(DATA EXCERPTS begins)
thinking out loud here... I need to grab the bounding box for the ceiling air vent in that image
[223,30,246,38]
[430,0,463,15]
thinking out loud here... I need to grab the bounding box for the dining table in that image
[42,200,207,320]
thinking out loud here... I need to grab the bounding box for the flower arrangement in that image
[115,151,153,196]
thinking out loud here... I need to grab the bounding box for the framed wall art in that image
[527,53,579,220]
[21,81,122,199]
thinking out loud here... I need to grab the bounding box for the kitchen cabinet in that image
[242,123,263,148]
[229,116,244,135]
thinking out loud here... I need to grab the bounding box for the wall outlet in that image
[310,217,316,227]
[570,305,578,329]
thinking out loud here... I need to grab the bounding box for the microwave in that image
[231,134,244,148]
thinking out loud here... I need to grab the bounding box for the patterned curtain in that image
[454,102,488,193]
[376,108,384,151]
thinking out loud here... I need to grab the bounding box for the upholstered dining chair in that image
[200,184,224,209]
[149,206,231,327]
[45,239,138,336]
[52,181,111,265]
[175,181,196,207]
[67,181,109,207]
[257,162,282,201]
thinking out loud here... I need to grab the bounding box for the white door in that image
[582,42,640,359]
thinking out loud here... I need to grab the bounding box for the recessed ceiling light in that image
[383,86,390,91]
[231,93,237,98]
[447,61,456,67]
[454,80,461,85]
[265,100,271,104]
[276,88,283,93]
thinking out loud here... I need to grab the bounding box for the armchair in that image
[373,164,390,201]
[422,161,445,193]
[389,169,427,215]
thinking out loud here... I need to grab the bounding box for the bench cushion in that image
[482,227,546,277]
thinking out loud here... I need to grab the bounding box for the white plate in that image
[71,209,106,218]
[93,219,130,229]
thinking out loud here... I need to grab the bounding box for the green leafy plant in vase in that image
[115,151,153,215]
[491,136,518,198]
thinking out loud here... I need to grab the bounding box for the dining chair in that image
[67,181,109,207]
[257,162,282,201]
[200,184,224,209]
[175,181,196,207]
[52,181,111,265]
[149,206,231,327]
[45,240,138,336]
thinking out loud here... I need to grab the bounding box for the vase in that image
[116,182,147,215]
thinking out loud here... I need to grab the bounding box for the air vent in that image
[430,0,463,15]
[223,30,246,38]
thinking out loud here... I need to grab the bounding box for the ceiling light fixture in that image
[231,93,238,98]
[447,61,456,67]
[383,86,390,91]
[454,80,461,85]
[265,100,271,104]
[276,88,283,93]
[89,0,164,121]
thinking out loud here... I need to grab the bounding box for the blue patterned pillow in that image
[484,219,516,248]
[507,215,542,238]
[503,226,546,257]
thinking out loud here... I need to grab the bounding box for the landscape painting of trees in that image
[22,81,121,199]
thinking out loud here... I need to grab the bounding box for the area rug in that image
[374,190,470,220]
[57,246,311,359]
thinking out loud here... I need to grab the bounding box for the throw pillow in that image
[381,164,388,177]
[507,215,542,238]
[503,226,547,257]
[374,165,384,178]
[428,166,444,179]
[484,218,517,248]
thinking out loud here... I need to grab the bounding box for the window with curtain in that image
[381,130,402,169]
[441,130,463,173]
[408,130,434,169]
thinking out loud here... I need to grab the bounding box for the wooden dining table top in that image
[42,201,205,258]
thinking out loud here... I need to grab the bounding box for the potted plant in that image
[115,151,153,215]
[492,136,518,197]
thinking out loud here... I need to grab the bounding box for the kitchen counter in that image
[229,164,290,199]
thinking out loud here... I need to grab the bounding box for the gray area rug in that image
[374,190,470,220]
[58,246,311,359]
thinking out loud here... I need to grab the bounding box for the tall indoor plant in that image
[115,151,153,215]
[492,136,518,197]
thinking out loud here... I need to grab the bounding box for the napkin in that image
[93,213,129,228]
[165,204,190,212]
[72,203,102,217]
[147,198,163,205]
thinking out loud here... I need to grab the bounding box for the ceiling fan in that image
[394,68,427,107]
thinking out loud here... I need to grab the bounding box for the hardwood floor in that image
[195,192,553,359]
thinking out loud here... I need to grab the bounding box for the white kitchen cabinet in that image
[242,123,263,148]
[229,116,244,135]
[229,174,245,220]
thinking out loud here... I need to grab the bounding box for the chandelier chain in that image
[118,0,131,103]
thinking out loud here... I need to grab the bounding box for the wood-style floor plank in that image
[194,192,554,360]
(DATA EXCERPTS ends)
▶ **EXERCISE DETAILS**: Give again each line shown above, keeping every word as it is.

▶ **TASK RESULT**:
thinking out loud here... I need to grab the bounding box for the ceiling air vent in that image
[223,30,246,38]
[430,0,463,15]
thinking out loud here... I need to grab the bounding box for the dining table in that image
[42,200,207,320]
thinking out loud here... I need to grab the bounding box for the flower arrangement in that image
[115,151,153,196]
thinking out loud here... I need to grab the bounding box for the framed wall art in that image
[527,53,579,220]
[21,81,122,199]
thinking out loud here... I need to grab the bounding box for the kitchen cabinet in that image
[242,123,263,148]
[229,116,244,135]
thinking out loud here... I need to grab the bounding box for the wall outlet in that image
[310,217,316,227]
[570,305,578,329]
thinking out loud here... I need to grab the bounding box for the microwave in that image
[231,134,244,148]
thinking out loud here... I need to grab the bounding box for the patterned curtain in that image
[454,102,488,193]
[376,108,384,151]
thinking out loud here... I need to grab the bounding box for the upholstered dining chair in that image
[200,184,224,209]
[149,206,231,327]
[45,239,138,336]
[52,181,111,265]
[175,181,196,207]
[67,181,109,207]
[257,162,282,201]
thinking out loud here... I need to grab the bounding box for the white door in that image
[582,42,640,359]
thinking out loud here... I need to grab the bounding box for the recessed ceiling light in that image
[383,86,390,91]
[231,93,237,98]
[447,61,456,67]
[454,80,461,85]
[265,100,271,104]
[276,88,283,93]
thinking out loud here... I need to grab the bounding box for the armchair in that image
[373,164,390,201]
[422,161,445,193]
[389,169,427,215]
thinking out loud here... I need to grab the bounding box for the bench cushion in that image
[482,227,546,277]
thinking out loud here... I need to grab the bounding box for the white plate in that image
[71,209,106,218]
[93,219,130,229]
thinking out loud here... I need to grab the bounding box for the green leafy plant in vase in that image
[115,151,153,215]
[491,136,518,198]
thinking out loud here... I need to grab the bounding box for the dining chair in that image
[67,181,109,207]
[257,162,282,201]
[200,184,224,209]
[175,181,196,207]
[52,181,111,265]
[149,206,231,327]
[45,240,138,336]
thinking out loud here... I need to grab the bounding box for the vase in that image
[116,182,147,215]
thinking out loud here... I need to grab the bounding box for the air vent in that image
[430,0,463,15]
[223,30,246,38]
thinking out loud here... I need to grab the bounding box for the ceiling light fixture in that image
[231,93,238,98]
[447,61,456,67]
[383,86,390,91]
[454,80,461,85]
[265,100,271,104]
[276,88,283,93]
[89,0,164,121]
thinking out loud here... I need to grab the bounding box for the blue patterned pillow in that image
[484,219,516,248]
[507,215,542,238]
[503,226,546,257]
thinking out loud here... I need to grab the bounding box for the landscape painting of trees in that image
[22,81,121,199]
thinking out loud here... I need to grab the bounding box for the area rug in that image
[374,190,470,220]
[57,246,311,359]
thinking out loud here... I need to grab the bounding box for the throw pillow in that image
[381,164,388,177]
[507,215,542,238]
[503,226,547,257]
[374,165,384,178]
[428,166,444,179]
[484,218,517,248]
thinking out loud here... I need to grab the bounding box for the window with curtain in that image
[381,130,402,169]
[441,130,463,173]
[408,130,434,169]
thinking out loud here... I need to grab the bounding box for the wooden dining table top in that image
[42,201,205,258]
thinking out loud here... I need to grab the bounding box for the potted plant in that image
[115,151,153,215]
[492,136,518,197]
thinking out loud here... I need to grab the bounding box for the kitchen counter in that image
[229,164,290,199]
thinking out loud here... I need to grab the bounding box for the gray area rug in that image
[374,190,470,220]
[58,246,311,359]
thinking out loud here... I need to grab the bounding box for the tall indoor plant in that image
[115,151,153,215]
[492,136,518,197]
thinking out loud here... I need to grab the bounding box for the napkin in that image
[93,213,129,228]
[165,204,190,212]
[72,203,102,217]
[147,198,163,205]
thinking out loud here... I need to grab the bounding box for the ceiling fan in that image
[394,68,427,107]
thinking out loud here... I need to grab the bounding box for the hardwood floor in that image
[195,192,553,359]
thinking out loud here... I need to grab the bounding box for the white kitchen cabinet in that image
[242,123,263,148]
[229,116,244,135]
[229,174,245,220]
thinking out loud here... I need to grab the bounding box for the chandelier chain in that image
[118,0,131,103]
thinking out loud here... I need to grab the bounding box for the wood-style floor plank in that image
[194,192,554,360]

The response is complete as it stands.